◆ Directives
1 > According to the CALM tokenizer text, what is the total vocabulary size?
2 > Write out again the part of the CALM tokenizer text that begins at the words "This document specifies" and ends after the words "no retokenize/retrain cycles.".
3 > Which shell operators does the CALM tokenizer text list as being represented as raw bytes?

◆ Text excerpt

This document specifies the byte-level tokenizer for CALM , Lilush's compact language model system. The tokenizer converts raw input and session context into token sequences for domain-specific Mamba SSM models.
Related: CALM for the model architecture.
Byte-level identity mapping: Token ID = byte value. No trie, no lookup tables, no multi-tier priority. Encoding is a trivial byte-emit loop.
Fixed vocabulary: The vocabulary never changes. No dynamic tier, no vocabulary versioning, no retokenize/retrain cycles.
Pre-expansion: The tokenizer operates on raw user input before any shell processing. It sees exactly what the user has typed.
Special tokens are structural: Special tokens (256-277) frame the
context window. They are inserted programmatically by
build_sequence(), never produced by encoding raw text.
+------------------------------------------------------+
| Byte Tokens (IDs 0 - 255) |
| Raw byte values 0x00 - 0xFF. |
| Token ID = byte value (identity mapping). |
+------------------------------------------------------+
| Special Tokens (IDs 256 - 277) |
| Model operation and context framing. |
| Never produced by raw byte encoding. |
+------------------------------------------------------+
| Reserved (IDs 278 - 319) |
| Headroom for future domain tokens |
| (e.g. <LANG>, <CURSOR> for editor domain). |
+------------------------------------------------------+
Total vocabulary size: 320.
Identity mapping. Token ID = byte value. Encoding is type widening
(uint8 -> uint16). Decoding is truncation (uint16 -> uint8). No
lookup tables, no trie.
UTF-8 codepoints are naturally represented as sequences of byte tokens. Multi-byte codepoints are emitted as consecutive byte tokens:
ASCII a (0x61) -> 1 byte token
Cyrillic d (U+0434, bytes 0xD0 0xB4) -> 2 byte tokens
CJK (U+4E2D, bytes 0xE4 0xB8 0xAD) -> 3 byte tokens
Emoji (U+1F98A, bytes 0xF0 0x9F 0xA6 0x8A) -> 4 byte tokens
All shell structure is represented as raw bytes: operators (|, &&,
||, ;), quoting delimiters, flag prefixes (-, --), whitespace
(space = token 32, tab = token 9), path components, and all command words.

◆ Given material
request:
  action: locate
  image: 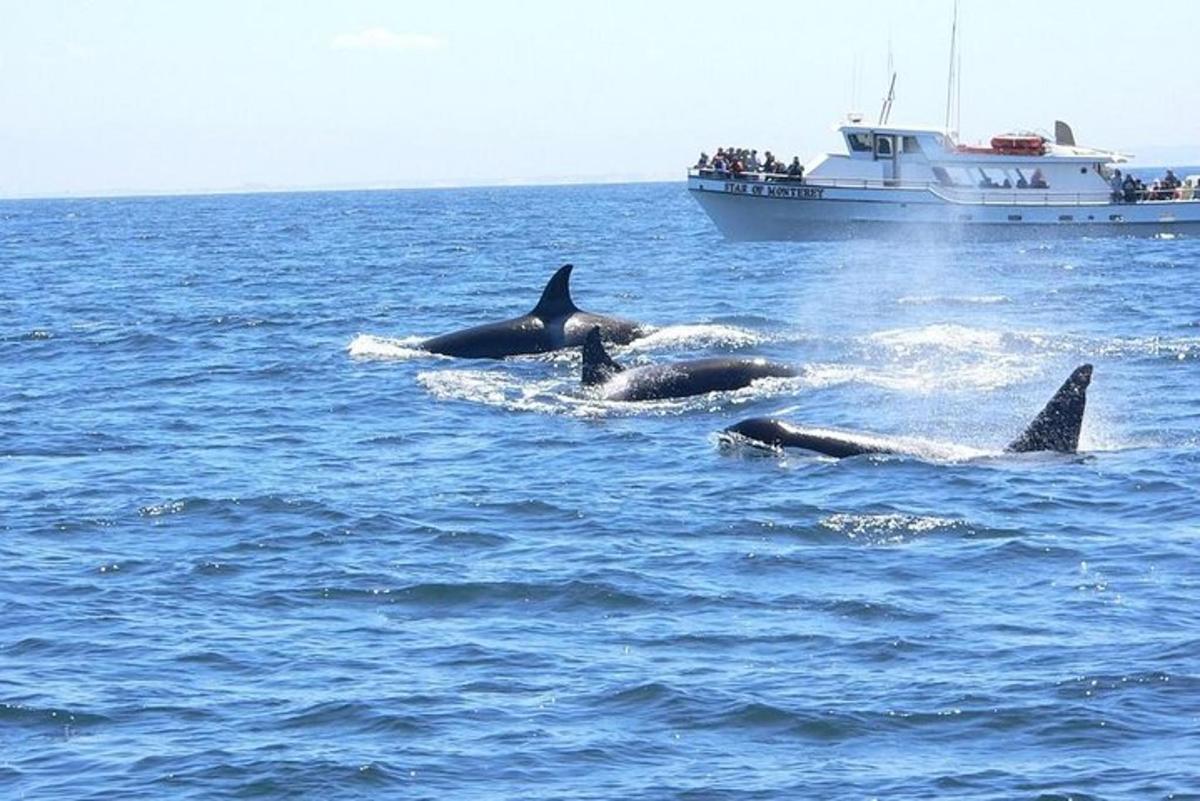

◆ Expected results
1 > 320

2 >
This document specifies the byte-level tokenizer for CALM , Lilush's compact language model system. The tokenizer converts raw input and session context into token sequences for domain-specific Mamba SSM models.
Related: CALM for the model architecture.
Byte-level identity mapping: Token ID = byte value. No trie, no lookup tables, no multi-tier priority. Encoding is a trivial byte-emit loop.
Fixed vocabulary: The vocabulary never changes. No dynamic tier, no vocabulary versioning, no retokenize/retrain cycles.

3 > |, &&, ||, ;